▶ **REQUIRED TASKS**
a) According to the Porsche Macan article, in what year was the Macan first introduced?
b) Please continue the Porsche Macan article, starting right after its final sentence.

Porsche is the world’s most successful sports car company, with over 272 000 unit sales globally in 2020. Their best-sellers are currently the Cayenne and Macan SUVs, which is understandable, given the world’s obsession with anything SUV these days. With the launch of the updated Macan III in Mzansi, Porsche is signalling an interesting development in its journey forward. More on that later. First, about the car itself.
The Macan was first introduced to the world in 2014 and became an instant hit with fans of the Porsche brand. Mind you, these are many of the same people who had initially rejected the Cayenne in 2002, but subsequently adopted it as their own. In fact, since 2014 over 600 000 new Macan have been sold worldwide. Many new buyers into the Porsche brand come in via one of these two SUVs. And so when tinkering with success, one must be quite careful not to fix what proverbially, “ain’t broken”.
And so the car’s looks are readily recognisable, even though changes have been made. These include a new front end with a 3D diffuser, new nose, a redesigned rear end, standard LED headlights with Porsche Dynamic Light System, bigger wheels that range from 19 to 21 inches in diameter, as well as seven new wheel designs. The Macan can be ordered with a choice of 14 exterior colours, depending on which model is preferred. Speaking of models, there are three on sale; Macan, Macan S and Macan GTS. There is no Macan Turbo in this round.

[Items from a dataset]

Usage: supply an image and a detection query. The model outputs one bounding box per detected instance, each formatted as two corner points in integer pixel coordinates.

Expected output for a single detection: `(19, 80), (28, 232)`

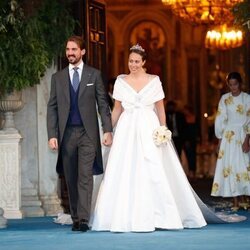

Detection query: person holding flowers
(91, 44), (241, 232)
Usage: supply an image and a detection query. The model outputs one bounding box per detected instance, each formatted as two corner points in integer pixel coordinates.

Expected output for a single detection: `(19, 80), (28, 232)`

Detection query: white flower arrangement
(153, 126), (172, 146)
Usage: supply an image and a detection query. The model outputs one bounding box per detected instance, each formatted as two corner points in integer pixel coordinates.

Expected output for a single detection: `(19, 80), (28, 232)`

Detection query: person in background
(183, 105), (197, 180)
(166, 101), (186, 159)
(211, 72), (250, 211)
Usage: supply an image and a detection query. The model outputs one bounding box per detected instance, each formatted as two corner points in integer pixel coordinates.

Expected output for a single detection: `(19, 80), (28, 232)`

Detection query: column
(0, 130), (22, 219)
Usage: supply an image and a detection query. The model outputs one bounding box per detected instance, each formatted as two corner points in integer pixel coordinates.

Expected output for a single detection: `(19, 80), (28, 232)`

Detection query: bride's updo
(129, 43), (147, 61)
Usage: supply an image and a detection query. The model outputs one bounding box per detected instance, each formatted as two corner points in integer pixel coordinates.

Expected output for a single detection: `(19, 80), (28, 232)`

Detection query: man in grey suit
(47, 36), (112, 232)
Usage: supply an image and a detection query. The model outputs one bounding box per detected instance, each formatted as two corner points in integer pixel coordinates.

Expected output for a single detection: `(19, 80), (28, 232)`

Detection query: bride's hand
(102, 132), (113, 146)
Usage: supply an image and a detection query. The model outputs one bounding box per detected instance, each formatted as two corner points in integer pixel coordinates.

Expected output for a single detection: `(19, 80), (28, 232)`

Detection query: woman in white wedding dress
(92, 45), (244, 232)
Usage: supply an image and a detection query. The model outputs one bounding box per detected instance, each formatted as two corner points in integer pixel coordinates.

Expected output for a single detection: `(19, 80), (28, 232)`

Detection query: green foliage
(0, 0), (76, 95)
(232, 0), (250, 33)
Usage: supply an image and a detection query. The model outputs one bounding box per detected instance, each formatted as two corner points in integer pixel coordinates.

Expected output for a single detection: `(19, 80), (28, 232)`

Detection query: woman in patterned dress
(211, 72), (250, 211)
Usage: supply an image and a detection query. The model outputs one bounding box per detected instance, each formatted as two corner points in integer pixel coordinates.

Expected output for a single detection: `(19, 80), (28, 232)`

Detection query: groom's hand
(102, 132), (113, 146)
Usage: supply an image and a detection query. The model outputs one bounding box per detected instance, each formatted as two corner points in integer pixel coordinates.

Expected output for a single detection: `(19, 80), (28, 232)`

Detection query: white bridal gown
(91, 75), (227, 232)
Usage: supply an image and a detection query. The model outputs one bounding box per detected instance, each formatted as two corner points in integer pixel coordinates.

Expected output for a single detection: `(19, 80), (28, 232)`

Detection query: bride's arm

▶ **RESPONSES FOR EACH TASK**
a) 2014

b)
Entry into the new Macan reveals a new centre console with much fewer buttons to push. Instead, Porsche has brought its latest infotainment solutions into the car, with a 27.7cm HD touch screen to access all sorts of features, including Apple Carplay, satellite navigation, online apps and performance information. It feels well-put together, with solid surfaces, quality stitching and leather/ Alcantara/ alloy surfaces that blend in together in harmony. Buyers can choose between a number of leather and upholstery packages, some of which are in different colours. Fitted for the driver is the new multifunction GT sports steering wheel found in the 911 and Panamera ranges.
The Macan can be ordered with three models as previously said. At the entry point is the Macan with a 2.0-litre turbo engine producing 195kW and 400Nm of torque. Porsche says average fuel consumption is around 10.7 litres per 100km. Its 0 – 100km/h time can be down to 6.2 seconds, with top speed of 232km/h. Higher up is the middle child in the form of the Macan S. That has a 2.9-litre biturbo V6 making 280kW and 520Nm, a 0 – 100km/h time of 4.8 seconds, top speed of 259km/h and average fuel usage of 11.7 litres per 100km. Top of the range is the new Macan GTS whose 2.9-litre V6 produces some 324kW, 550Nm and a 0 – 100km/h time of 4.5 seconds. The GTS can be pushed until a top speed of 272km/h.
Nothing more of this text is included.